# Gestelde opdracht
Filter de rijen hieronder en neem elke rij over waarin het woord "tower" staat. Let op hoofdletters en kleine letters, want die tellen mee.

=====

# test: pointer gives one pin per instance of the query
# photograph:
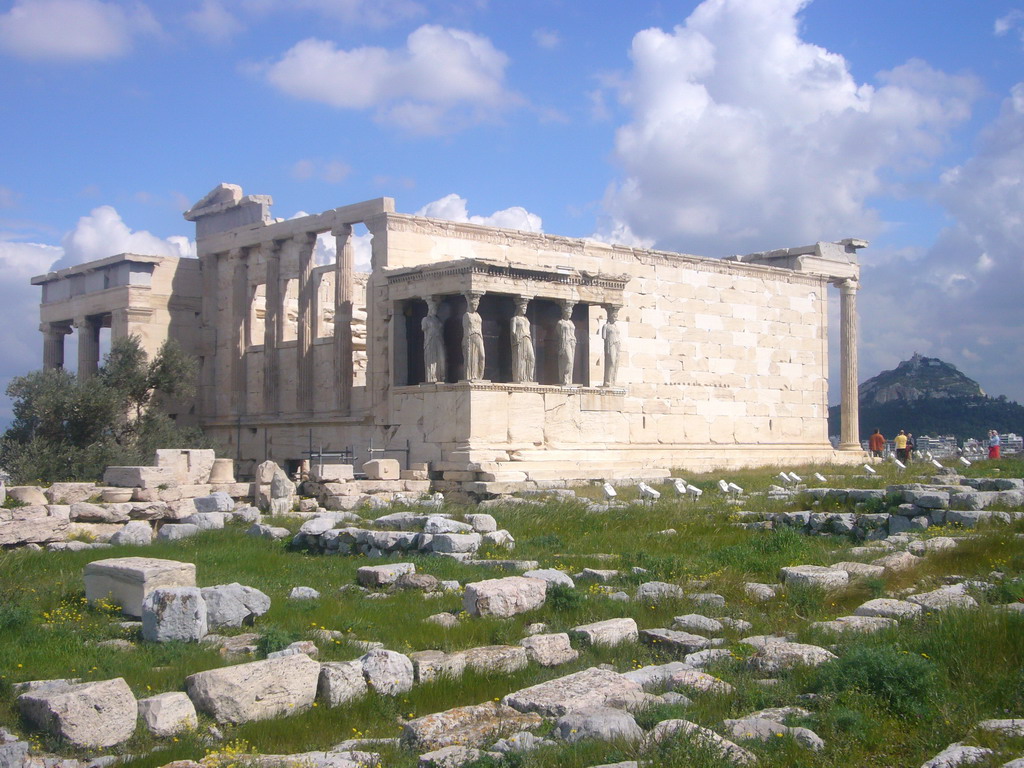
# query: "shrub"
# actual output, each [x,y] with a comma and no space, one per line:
[902,681]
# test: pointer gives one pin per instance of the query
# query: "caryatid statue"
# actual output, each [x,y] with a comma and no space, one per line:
[566,344]
[434,361]
[609,332]
[523,360]
[472,338]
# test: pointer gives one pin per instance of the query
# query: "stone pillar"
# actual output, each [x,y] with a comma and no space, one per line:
[53,344]
[307,308]
[472,337]
[343,290]
[271,325]
[849,407]
[241,312]
[88,346]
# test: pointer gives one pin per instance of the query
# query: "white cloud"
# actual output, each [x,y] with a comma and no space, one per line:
[103,233]
[743,136]
[71,30]
[962,299]
[441,80]
[214,22]
[455,208]
[547,39]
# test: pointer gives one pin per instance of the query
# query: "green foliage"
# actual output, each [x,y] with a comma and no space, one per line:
[903,681]
[66,429]
[561,597]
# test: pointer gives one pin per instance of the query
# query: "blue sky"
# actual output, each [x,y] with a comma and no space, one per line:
[713,128]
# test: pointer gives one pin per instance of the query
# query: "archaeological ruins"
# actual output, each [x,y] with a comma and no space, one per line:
[477,355]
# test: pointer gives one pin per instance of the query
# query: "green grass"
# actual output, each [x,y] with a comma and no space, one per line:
[896,697]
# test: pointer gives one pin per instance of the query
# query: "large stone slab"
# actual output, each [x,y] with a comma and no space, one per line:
[592,687]
[608,632]
[476,725]
[257,690]
[128,580]
[94,715]
[174,613]
[504,597]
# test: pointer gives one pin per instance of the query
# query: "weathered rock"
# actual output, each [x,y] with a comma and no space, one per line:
[956,755]
[98,714]
[653,592]
[549,650]
[340,682]
[430,665]
[135,534]
[128,580]
[944,598]
[773,657]
[591,687]
[698,681]
[174,613]
[815,577]
[599,724]
[765,730]
[608,632]
[896,562]
[476,725]
[888,608]
[551,576]
[387,672]
[257,690]
[855,624]
[696,623]
[698,734]
[167,714]
[233,604]
[504,597]
[502,658]
[674,640]
[383,576]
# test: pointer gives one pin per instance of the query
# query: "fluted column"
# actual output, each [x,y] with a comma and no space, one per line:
[343,297]
[849,407]
[307,305]
[88,347]
[271,326]
[240,330]
[53,344]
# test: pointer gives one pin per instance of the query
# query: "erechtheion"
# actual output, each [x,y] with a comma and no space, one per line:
[491,355]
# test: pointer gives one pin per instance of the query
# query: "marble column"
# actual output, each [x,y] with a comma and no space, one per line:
[241,311]
[88,347]
[343,296]
[849,406]
[53,344]
[272,313]
[307,309]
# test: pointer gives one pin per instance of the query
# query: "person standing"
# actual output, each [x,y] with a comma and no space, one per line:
[900,443]
[993,444]
[877,443]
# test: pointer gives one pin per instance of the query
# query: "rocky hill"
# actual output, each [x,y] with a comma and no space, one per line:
[926,395]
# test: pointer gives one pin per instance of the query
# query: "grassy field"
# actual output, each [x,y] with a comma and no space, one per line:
[892,698]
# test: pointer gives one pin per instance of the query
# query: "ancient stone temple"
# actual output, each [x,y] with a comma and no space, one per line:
[493,356]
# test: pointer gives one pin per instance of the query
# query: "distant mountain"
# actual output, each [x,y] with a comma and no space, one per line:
[926,395]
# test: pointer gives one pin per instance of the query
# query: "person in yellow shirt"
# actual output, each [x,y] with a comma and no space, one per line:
[900,442]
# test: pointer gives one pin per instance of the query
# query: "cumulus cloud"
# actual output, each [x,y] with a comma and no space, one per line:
[455,208]
[71,30]
[214,22]
[441,80]
[103,233]
[743,136]
[962,299]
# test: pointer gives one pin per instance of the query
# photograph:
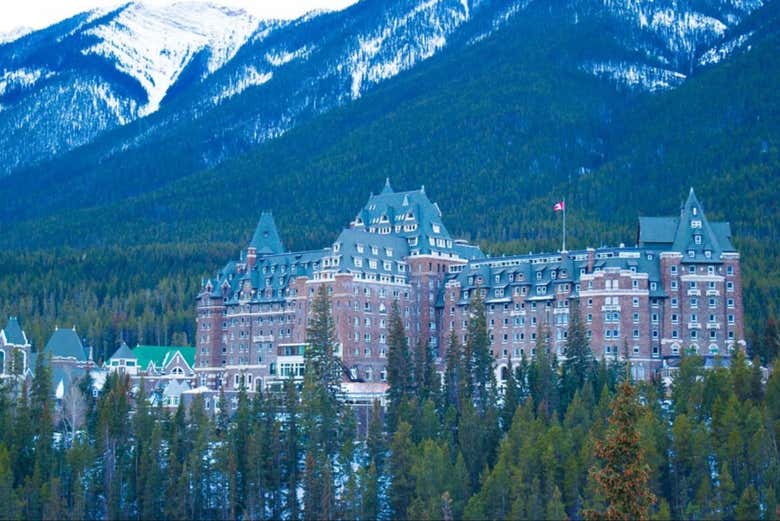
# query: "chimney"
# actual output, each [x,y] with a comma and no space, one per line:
[251,257]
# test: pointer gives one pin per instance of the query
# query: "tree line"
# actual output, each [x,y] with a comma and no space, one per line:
[568,439]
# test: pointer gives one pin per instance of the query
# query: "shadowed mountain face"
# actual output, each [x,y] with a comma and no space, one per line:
[222,81]
[621,107]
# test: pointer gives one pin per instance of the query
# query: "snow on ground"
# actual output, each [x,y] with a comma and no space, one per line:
[636,75]
[22,78]
[724,50]
[248,77]
[153,44]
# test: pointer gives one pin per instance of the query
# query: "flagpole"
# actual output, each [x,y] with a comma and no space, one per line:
[564,225]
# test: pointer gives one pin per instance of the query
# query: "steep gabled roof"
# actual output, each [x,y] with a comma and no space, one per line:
[123,352]
[266,239]
[691,232]
[14,334]
[65,343]
[161,355]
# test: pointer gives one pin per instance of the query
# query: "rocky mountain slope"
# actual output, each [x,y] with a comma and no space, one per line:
[138,76]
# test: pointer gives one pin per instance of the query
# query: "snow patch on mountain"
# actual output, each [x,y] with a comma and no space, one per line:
[635,75]
[14,34]
[384,53]
[499,20]
[155,44]
[278,58]
[724,50]
[248,77]
[22,78]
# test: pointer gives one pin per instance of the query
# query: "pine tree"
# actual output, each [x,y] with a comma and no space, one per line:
[400,469]
[578,364]
[748,507]
[454,381]
[479,365]
[399,367]
[555,510]
[10,507]
[542,377]
[321,409]
[511,398]
[291,450]
[623,475]
[369,485]
[375,439]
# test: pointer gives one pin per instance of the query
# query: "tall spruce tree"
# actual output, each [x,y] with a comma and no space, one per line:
[623,474]
[479,365]
[402,455]
[399,367]
[454,379]
[321,409]
[578,364]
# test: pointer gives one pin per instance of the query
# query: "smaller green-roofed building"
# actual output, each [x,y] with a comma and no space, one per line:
[161,356]
[14,349]
[158,366]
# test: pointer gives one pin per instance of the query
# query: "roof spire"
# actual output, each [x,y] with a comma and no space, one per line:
[387,189]
[266,237]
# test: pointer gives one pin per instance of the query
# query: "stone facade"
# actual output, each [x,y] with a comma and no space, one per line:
[677,290]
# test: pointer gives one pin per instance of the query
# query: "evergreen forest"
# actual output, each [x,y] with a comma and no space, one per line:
[577,440]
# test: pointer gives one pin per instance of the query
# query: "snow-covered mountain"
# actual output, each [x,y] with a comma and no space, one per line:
[235,81]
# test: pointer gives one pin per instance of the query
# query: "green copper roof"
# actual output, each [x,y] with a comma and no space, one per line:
[123,352]
[266,239]
[691,234]
[65,343]
[161,355]
[13,332]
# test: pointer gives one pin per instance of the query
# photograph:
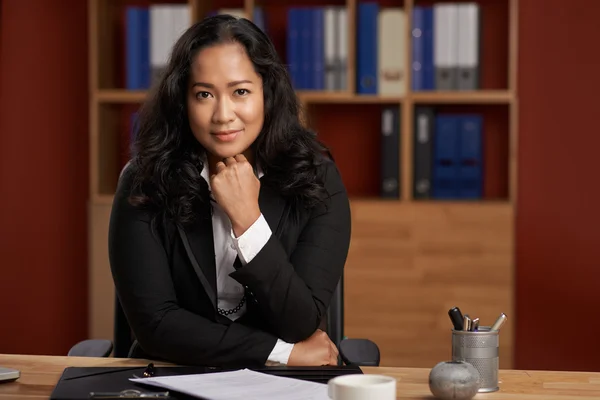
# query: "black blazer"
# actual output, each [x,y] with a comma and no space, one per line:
[165,278]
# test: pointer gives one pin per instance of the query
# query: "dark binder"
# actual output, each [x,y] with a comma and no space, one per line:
[76,383]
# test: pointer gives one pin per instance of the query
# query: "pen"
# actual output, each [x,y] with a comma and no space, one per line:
[466,323]
[475,324]
[129,394]
[456,318]
[499,322]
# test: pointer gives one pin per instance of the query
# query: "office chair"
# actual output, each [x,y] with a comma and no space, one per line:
[361,352]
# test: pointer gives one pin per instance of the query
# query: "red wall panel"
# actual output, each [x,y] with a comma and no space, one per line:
[43,175]
[558,213]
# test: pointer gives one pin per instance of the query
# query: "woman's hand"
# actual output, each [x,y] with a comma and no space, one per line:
[235,188]
[317,350]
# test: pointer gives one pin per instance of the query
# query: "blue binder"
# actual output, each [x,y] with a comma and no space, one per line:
[366,48]
[470,185]
[458,158]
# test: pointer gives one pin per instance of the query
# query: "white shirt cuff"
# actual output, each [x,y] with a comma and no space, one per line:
[253,240]
[281,353]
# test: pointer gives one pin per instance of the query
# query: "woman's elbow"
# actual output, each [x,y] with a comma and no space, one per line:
[297,331]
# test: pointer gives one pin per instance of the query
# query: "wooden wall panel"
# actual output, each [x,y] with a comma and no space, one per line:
[101,287]
[409,264]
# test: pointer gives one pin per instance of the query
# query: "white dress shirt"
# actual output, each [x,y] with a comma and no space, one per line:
[247,246]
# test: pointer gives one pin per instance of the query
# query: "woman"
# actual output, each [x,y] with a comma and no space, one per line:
[231,225]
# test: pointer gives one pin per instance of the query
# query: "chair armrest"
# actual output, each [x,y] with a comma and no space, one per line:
[91,348]
[362,352]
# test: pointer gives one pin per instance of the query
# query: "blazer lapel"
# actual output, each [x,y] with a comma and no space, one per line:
[271,206]
[199,245]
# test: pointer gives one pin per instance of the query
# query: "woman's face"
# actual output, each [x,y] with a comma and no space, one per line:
[225,100]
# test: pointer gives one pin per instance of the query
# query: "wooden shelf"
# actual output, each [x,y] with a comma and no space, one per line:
[402,249]
[119,96]
[315,97]
[471,97]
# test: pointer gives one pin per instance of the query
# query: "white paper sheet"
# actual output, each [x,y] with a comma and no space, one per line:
[240,385]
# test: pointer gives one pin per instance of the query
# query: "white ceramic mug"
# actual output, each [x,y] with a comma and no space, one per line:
[361,387]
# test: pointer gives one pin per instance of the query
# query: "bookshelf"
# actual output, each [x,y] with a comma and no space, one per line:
[410,259]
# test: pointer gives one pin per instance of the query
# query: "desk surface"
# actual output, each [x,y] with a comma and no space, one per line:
[39,374]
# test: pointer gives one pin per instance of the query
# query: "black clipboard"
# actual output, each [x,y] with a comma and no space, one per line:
[76,383]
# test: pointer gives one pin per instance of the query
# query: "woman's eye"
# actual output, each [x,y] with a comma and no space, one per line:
[202,95]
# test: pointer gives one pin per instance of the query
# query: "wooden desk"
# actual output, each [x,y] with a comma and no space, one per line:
[39,374]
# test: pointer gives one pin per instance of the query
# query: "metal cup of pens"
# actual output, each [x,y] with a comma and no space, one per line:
[477,345]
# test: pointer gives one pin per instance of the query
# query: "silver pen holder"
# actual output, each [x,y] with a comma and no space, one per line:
[481,349]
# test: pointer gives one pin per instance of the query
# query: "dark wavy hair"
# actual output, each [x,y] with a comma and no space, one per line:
[167,157]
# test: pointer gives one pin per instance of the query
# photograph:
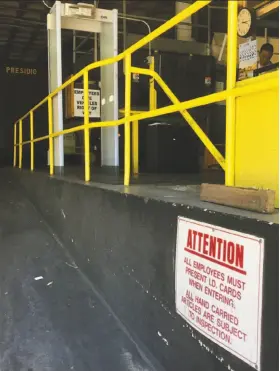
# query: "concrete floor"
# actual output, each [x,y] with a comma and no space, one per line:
[51,316]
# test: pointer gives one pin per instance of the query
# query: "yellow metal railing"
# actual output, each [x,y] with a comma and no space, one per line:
[134,117]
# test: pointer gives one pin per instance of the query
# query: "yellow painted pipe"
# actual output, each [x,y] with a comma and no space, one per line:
[135,147]
[188,12]
[51,149]
[15,145]
[190,120]
[20,145]
[231,82]
[127,108]
[31,141]
[152,90]
[86,128]
[267,84]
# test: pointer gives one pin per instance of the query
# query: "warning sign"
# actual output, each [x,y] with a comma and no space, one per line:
[219,274]
[94,103]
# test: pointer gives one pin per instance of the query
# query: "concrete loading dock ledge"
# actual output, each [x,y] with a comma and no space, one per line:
[120,250]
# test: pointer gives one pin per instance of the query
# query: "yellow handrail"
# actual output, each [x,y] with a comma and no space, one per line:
[190,120]
[233,90]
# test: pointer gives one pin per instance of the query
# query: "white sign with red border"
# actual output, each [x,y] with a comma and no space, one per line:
[219,279]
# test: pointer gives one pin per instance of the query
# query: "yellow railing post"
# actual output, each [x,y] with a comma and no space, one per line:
[31,141]
[127,112]
[152,90]
[231,82]
[51,150]
[20,145]
[15,144]
[135,147]
[86,128]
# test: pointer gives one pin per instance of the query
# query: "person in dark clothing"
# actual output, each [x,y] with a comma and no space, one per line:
[266,54]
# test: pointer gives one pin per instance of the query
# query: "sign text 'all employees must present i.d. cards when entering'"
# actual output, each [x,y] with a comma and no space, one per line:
[219,274]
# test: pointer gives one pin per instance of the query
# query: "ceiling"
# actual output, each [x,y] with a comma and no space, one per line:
[23,32]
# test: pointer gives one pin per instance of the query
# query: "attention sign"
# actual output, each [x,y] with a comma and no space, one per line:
[219,274]
[94,103]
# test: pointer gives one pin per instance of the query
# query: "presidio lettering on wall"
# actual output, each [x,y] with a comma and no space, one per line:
[21,71]
[219,276]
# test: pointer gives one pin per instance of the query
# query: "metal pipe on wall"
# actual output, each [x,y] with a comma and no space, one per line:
[209,30]
[162,20]
[124,24]
[95,38]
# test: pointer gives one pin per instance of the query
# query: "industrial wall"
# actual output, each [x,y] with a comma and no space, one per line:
[22,86]
[126,246]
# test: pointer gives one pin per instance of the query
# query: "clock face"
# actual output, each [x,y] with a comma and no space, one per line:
[244,22]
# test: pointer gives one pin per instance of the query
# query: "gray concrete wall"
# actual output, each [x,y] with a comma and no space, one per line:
[126,247]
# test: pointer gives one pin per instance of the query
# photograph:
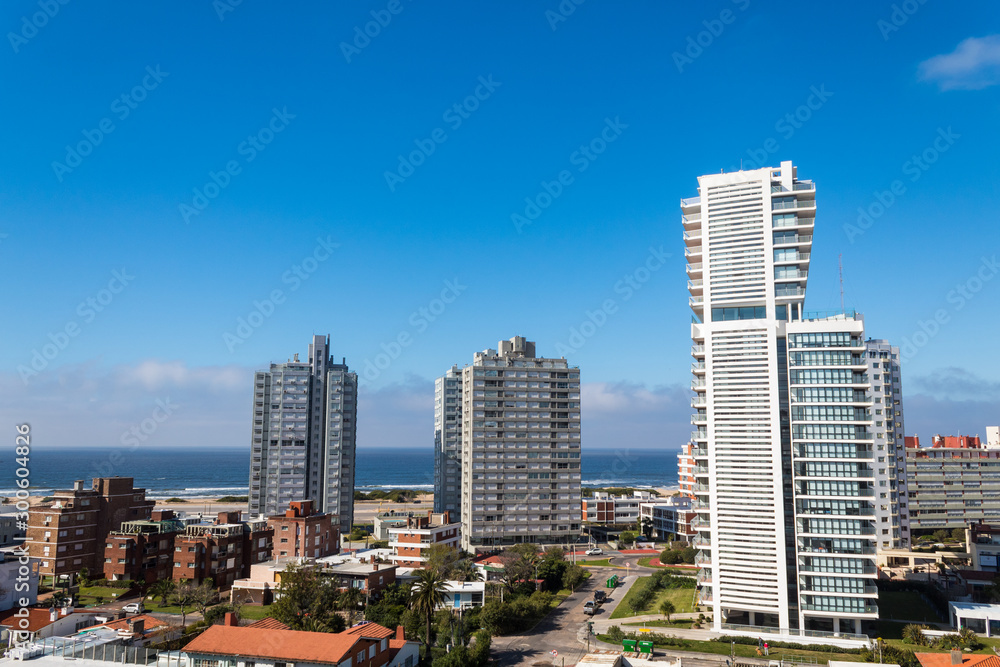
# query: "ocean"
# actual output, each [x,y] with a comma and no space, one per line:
[188,472]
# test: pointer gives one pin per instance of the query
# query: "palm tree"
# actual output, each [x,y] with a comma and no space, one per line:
[162,589]
[426,595]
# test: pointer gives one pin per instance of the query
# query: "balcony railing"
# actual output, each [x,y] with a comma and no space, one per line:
[847,611]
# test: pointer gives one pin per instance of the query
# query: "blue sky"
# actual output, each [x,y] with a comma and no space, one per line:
[218,156]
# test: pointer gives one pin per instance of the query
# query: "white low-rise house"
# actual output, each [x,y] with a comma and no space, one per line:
[464,594]
[981,618]
[18,581]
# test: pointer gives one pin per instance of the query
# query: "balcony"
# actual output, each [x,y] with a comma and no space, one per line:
[843,611]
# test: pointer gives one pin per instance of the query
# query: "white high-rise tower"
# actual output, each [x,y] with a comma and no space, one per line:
[783,448]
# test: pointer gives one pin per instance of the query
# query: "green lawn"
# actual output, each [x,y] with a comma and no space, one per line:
[681,597]
[684,623]
[905,606]
[748,651]
[89,594]
[648,562]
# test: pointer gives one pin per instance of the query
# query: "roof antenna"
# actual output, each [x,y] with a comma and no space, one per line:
[840,268]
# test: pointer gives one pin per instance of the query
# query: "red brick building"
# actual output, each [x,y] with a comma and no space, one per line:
[222,551]
[410,543]
[142,550]
[303,532]
[69,532]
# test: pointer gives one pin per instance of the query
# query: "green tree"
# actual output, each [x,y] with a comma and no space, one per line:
[205,595]
[518,565]
[426,595]
[304,594]
[162,589]
[441,558]
[184,597]
[573,576]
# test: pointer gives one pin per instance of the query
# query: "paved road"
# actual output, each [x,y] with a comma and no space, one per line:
[564,630]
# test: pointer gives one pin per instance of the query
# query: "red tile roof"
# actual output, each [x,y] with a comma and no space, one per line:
[370,630]
[278,645]
[269,624]
[944,660]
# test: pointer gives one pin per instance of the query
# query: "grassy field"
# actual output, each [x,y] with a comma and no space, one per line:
[89,594]
[648,562]
[905,606]
[681,597]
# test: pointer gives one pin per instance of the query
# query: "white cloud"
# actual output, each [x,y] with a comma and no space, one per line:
[973,65]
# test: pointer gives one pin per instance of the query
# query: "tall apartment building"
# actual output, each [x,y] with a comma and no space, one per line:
[952,483]
[685,460]
[304,435]
[520,448]
[892,518]
[222,551]
[143,550]
[448,443]
[784,451]
[69,532]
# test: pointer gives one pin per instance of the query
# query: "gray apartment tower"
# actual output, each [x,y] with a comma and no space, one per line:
[520,448]
[448,443]
[304,435]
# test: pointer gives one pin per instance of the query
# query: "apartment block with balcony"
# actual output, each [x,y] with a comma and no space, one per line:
[142,551]
[411,542]
[448,443]
[520,448]
[892,518]
[781,454]
[68,533]
[952,483]
[670,518]
[304,532]
[222,551]
[304,435]
[606,509]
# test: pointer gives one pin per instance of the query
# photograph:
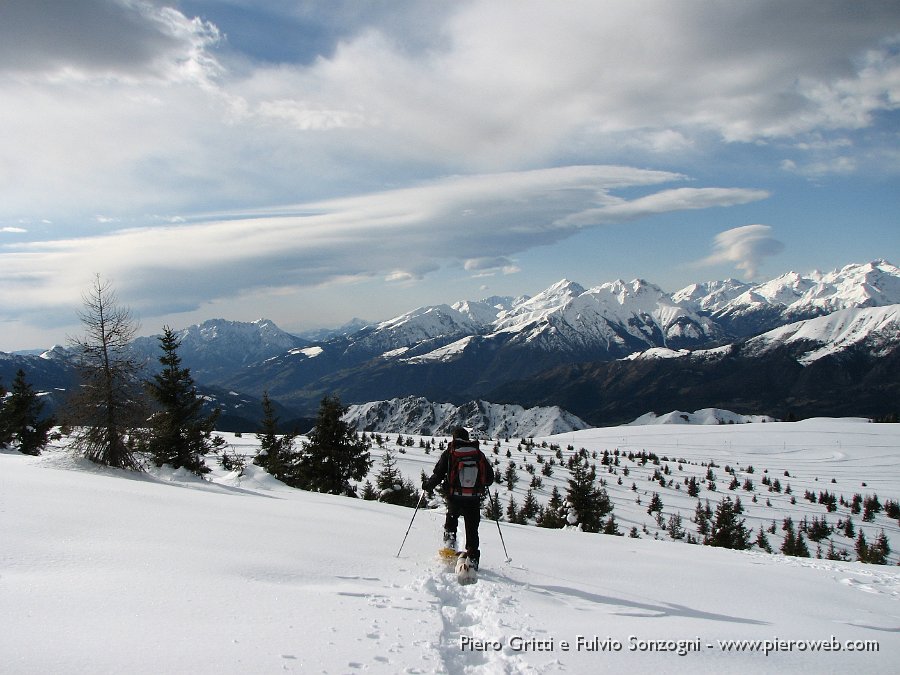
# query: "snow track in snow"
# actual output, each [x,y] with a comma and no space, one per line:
[480,612]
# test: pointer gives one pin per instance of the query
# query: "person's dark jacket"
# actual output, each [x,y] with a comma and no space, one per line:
[441,469]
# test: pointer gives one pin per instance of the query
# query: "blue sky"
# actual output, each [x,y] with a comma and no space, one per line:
[310,162]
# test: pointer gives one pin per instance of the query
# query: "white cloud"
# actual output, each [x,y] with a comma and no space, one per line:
[399,235]
[835,166]
[745,247]
[126,107]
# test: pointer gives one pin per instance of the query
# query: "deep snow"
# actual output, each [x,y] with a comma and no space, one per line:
[108,571]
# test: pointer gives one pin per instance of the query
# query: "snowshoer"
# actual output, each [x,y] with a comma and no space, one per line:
[466,473]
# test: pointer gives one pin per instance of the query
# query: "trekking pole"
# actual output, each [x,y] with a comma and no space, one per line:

=====

# De oplossing
# query: "white high-rise tower"
# query: "gray apartment tower"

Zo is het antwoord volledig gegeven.